• Exercise prompt: Recast the entries below as a two-column CSV with the headers text and answer, covering everything from the line that contains "Wildlife camera trigger: the trail-cam image above contains blue" down to the end of the entries. Write one row per entry, and put its text and its answer each in a single quoted field with line breaks turned into spaces.

• Entries supplied:
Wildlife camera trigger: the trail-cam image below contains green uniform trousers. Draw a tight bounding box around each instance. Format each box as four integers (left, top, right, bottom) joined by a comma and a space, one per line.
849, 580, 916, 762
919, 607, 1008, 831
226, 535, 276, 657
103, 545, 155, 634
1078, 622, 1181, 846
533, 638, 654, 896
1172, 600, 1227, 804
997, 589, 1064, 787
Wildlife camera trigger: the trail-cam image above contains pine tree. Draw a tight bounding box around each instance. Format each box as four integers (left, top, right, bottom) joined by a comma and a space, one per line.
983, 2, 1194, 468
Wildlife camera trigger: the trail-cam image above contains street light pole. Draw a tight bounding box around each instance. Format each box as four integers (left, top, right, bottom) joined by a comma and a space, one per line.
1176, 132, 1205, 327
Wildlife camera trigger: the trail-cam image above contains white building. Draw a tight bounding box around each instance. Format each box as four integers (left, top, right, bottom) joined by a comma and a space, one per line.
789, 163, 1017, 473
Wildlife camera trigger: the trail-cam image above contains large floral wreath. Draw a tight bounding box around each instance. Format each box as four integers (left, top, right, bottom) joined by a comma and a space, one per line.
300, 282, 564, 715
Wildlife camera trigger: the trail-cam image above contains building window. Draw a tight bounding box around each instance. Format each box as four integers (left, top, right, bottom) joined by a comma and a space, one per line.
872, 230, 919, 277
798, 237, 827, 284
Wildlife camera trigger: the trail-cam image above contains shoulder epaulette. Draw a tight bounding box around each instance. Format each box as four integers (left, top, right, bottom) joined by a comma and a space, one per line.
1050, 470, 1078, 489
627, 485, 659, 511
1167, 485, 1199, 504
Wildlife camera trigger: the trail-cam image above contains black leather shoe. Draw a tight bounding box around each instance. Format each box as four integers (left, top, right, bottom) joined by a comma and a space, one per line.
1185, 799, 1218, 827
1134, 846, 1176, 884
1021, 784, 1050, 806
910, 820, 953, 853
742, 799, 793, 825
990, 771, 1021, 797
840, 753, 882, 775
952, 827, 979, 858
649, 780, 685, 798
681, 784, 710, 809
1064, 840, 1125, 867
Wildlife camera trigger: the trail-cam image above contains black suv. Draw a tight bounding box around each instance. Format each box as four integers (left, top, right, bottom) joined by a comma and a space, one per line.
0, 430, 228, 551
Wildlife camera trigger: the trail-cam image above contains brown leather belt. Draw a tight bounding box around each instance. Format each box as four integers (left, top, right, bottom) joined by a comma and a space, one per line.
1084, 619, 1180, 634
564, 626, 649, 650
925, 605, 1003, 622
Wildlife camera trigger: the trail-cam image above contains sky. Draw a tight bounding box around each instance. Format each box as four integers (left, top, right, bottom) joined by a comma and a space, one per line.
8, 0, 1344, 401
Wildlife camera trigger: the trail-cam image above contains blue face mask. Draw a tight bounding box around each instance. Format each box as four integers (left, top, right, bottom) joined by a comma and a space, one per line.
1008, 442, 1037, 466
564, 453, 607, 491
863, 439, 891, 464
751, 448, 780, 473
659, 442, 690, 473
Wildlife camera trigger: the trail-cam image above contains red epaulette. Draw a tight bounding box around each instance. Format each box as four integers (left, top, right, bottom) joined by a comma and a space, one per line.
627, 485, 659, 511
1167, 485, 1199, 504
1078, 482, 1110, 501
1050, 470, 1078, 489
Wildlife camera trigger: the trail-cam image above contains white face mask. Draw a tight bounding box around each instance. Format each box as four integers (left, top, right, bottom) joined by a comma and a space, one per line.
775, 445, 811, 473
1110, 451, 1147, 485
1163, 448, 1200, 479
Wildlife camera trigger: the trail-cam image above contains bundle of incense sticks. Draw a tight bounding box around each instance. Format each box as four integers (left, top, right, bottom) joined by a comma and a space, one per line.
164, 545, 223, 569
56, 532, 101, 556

• Result:
text,answer
"Wildlife camera trigger: the trail-cam image above contains blue face mask. Draw a tight bounding box around each instance. Format each box as four integers (left, top, right, bottom) joined by a comma and a space, one per line.","1008, 442, 1037, 466 564, 453, 607, 491 863, 439, 891, 464 751, 448, 780, 473 659, 442, 690, 473"
"Wildlife camera trigger: the trail-cam image above contains red epaulette. Draw a tight bounding box around each instance. Format each box as four integers (left, top, right, bottom) joined by a comma and a space, one per line.","627, 485, 659, 511 1167, 485, 1199, 504 1078, 482, 1110, 501 1050, 470, 1078, 489"
"Wildlife camera trigger: the trail-cam image above contains white face mask. Draw a tight bounding box around each instance. Format each box as four integers (left, top, right, bottom) joined by a comma and a space, one per line.","775, 445, 811, 473 1110, 451, 1147, 485 1163, 448, 1200, 479"
"Wildlife camera trigger: the trail-cam image above contains bundle of incense sticks. Draw a tight bounding box around each instance. Format each box as four integers (left, top, right, bottom) joined by a comma and a space, one per line.","164, 545, 223, 569 56, 532, 101, 556"